Instructions to follow
Filter the rows below down to the lines that contain the string "scooter", and copy each matching line unchanged.

The input
========================================

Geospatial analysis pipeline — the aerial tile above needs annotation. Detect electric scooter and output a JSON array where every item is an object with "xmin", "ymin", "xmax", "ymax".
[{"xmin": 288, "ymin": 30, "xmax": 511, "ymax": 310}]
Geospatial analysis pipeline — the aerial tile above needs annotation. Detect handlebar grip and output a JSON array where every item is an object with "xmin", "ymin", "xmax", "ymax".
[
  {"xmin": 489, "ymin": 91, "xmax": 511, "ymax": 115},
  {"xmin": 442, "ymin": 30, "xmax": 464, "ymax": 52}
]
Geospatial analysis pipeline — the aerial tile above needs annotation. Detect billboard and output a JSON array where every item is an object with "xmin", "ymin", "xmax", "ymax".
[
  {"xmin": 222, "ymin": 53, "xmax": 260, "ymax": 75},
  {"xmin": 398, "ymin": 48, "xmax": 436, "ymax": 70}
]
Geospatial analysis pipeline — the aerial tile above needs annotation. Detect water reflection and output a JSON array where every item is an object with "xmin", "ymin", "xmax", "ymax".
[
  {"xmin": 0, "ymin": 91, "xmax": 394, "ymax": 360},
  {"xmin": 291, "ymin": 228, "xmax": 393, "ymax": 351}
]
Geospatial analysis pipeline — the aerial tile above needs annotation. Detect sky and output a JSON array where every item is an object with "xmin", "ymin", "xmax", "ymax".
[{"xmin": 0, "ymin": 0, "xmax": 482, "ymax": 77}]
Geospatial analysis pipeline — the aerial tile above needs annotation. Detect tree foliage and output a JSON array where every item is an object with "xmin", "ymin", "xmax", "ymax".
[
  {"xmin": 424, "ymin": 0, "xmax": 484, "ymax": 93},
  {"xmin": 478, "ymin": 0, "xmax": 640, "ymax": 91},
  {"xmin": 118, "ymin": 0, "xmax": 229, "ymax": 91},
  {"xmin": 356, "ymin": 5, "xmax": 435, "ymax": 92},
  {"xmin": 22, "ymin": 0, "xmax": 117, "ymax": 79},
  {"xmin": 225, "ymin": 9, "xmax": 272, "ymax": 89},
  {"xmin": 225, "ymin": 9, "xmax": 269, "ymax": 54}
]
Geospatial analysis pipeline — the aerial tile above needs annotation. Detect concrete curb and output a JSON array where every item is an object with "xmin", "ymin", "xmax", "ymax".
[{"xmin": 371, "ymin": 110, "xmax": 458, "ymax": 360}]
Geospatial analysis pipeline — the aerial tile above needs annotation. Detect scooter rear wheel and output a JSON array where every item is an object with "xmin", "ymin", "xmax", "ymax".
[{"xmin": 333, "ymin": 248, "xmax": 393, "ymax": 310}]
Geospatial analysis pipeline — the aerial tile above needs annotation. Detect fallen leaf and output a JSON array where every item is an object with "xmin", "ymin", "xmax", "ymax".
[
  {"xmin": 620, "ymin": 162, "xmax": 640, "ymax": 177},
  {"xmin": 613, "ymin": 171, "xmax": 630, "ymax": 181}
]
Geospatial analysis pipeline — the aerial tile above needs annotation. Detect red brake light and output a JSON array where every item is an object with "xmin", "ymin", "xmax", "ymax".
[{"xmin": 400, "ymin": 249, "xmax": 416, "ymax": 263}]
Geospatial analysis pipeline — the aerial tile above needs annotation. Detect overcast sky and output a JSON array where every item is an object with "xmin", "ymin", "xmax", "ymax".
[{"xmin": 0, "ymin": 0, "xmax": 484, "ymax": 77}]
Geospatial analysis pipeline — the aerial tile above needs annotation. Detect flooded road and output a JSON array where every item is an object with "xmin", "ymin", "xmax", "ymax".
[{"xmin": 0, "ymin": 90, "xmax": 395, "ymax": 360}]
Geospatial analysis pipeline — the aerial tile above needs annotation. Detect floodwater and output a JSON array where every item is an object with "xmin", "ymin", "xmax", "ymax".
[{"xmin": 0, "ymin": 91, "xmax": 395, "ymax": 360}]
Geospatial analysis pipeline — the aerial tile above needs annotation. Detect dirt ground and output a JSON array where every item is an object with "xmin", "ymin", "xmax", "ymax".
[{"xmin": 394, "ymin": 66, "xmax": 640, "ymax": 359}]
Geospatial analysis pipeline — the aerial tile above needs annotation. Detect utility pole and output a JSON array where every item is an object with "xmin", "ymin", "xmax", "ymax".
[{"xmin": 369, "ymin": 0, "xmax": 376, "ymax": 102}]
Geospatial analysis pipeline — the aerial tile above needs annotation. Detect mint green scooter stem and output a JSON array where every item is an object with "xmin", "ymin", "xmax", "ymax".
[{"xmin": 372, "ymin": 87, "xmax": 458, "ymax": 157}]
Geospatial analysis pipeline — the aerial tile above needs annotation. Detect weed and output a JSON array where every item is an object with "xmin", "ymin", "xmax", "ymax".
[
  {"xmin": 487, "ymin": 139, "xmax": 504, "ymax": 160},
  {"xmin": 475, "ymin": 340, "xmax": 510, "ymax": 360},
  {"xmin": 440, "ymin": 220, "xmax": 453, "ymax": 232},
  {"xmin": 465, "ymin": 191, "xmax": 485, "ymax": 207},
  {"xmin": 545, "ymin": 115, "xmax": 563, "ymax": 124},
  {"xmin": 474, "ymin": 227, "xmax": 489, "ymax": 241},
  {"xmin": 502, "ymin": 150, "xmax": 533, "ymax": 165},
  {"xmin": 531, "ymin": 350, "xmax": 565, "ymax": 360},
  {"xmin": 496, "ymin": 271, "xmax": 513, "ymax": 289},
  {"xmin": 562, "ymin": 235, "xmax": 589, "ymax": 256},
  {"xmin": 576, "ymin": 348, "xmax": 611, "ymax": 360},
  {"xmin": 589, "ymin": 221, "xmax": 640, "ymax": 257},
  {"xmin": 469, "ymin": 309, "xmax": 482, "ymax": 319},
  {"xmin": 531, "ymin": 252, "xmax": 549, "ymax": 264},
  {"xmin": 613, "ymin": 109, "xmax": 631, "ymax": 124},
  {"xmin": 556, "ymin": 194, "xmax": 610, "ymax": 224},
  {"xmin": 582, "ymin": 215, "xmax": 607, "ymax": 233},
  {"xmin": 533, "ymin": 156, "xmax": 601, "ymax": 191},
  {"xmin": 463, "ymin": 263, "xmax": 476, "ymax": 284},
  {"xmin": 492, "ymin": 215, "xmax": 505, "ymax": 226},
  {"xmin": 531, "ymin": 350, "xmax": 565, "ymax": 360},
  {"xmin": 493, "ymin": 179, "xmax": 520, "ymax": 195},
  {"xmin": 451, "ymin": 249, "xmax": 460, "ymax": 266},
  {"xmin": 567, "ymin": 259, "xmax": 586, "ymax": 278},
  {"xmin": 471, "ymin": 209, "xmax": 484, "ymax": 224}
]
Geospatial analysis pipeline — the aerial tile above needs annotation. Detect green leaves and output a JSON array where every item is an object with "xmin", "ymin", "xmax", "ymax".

========================================

Result of the task
Geospatial analysis pipeline — the aerial tile above needs annotation. Detect electric scooter and output a JSON array where every item is an object with "xmin", "ymin", "xmax", "ymax".
Geospatial analysis pipeline — the aerial tile above needs annotation. Detect scooter rear wheel and output a JSON array where every item is an object with "xmin", "ymin", "xmax", "ymax".
Geospatial analysis pipeline — the aerial tile above needs annotation. Detect mint green scooter stem and output a JSON array where every item is an object with "xmin", "ymin", "xmax", "ymax".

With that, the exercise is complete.